Task requirements: Copy out the following lines with no changes at all.

═════ Information provided

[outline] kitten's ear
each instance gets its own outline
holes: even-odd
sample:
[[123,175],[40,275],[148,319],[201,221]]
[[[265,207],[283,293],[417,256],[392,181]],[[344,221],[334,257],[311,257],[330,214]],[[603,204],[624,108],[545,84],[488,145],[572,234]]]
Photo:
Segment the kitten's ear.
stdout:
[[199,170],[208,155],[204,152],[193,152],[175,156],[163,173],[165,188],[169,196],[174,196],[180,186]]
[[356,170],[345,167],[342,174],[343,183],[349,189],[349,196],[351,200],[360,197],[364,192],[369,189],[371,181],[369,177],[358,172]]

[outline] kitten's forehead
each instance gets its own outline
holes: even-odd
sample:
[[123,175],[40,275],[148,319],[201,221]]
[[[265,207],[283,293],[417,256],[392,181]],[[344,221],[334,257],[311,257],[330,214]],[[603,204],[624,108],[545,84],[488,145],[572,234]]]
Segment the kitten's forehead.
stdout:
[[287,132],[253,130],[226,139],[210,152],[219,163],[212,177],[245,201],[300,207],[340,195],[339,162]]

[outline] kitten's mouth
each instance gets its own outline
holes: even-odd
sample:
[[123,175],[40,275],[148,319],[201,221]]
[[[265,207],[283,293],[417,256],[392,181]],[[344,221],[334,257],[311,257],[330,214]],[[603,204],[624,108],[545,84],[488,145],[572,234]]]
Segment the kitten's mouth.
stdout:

══════════

Correct response:
[outline] kitten's ear
each instance gets its own outline
holes: even-odd
sample:
[[123,175],[40,275],[148,319],[201,221]]
[[[265,207],[283,293],[417,256],[392,181]],[[344,221],[334,257],[311,257],[330,214]],[[603,204],[624,108],[545,84],[488,145],[572,234]]]
Photo:
Segment the kitten's ear.
stdout:
[[199,170],[208,155],[204,152],[193,152],[175,156],[163,173],[165,188],[169,196],[174,196],[180,186]]
[[356,170],[345,167],[342,174],[343,183],[349,189],[349,196],[351,200],[360,197],[364,192],[369,189],[371,181],[369,177],[358,172]]

[outline] kitten's forehead
each instance gets its own outline
holes: even-odd
sample:
[[123,175],[40,275],[148,319],[201,221]]
[[[265,207],[283,293],[417,256],[392,181]],[[344,221],[334,257],[311,257],[330,214]],[[603,204],[624,108],[545,84],[488,145],[572,234]]]
Segment the kitten's forehead.
stdout:
[[287,132],[253,130],[226,139],[210,152],[219,163],[212,177],[245,201],[300,207],[340,195],[339,162]]

[outline] kitten's mouth
each instance gets its own outline
holes: even-odd
sample:
[[123,175],[40,275],[148,319],[201,221]]
[[[265,207],[283,293],[417,256],[392,181]],[[344,221],[334,257],[311,257],[330,214]],[[603,204],[624,108],[545,84],[488,145],[572,234]]]
Segment the kitten's mouth.
stdout:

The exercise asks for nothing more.